Please filter the data down to the lines that include the word "mask" and copy them.

Content starts

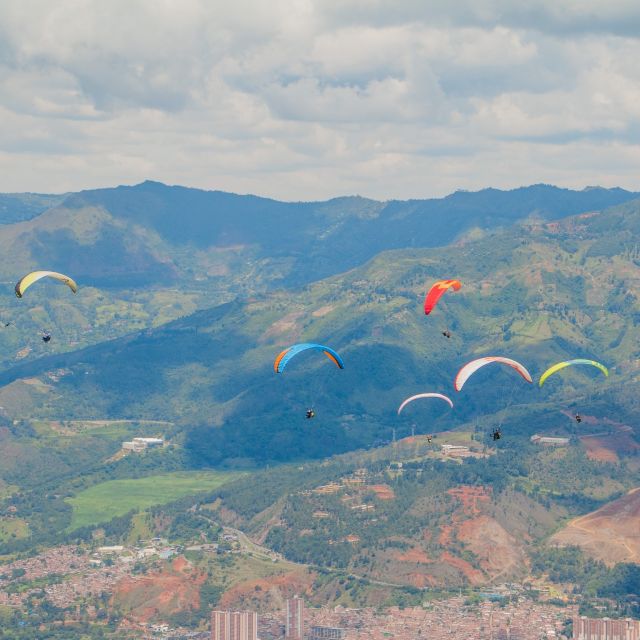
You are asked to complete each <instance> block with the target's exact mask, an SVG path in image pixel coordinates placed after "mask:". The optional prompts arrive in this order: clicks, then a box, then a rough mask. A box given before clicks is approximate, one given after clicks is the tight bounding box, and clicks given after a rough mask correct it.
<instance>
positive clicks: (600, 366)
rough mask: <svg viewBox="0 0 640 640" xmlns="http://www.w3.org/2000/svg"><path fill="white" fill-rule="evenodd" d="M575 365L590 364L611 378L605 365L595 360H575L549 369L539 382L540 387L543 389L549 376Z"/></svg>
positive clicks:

Content ends

ANSWER SPACE
You are asked to complete each <instance> block with the target's exact mask, an SVG path in image pixel coordinates placed after "mask:". The optional prompts arrive in this order: clicks, then a box, then a rough mask. A box given before clicks is approximate, one given after clicks is the tight bounding box, and clicks given after a rough mask correct it.
rough mask: <svg viewBox="0 0 640 640" xmlns="http://www.w3.org/2000/svg"><path fill="white" fill-rule="evenodd" d="M575 365L590 364L611 378L605 365L595 360H575L549 369L539 382L540 387L543 389L549 376Z"/></svg>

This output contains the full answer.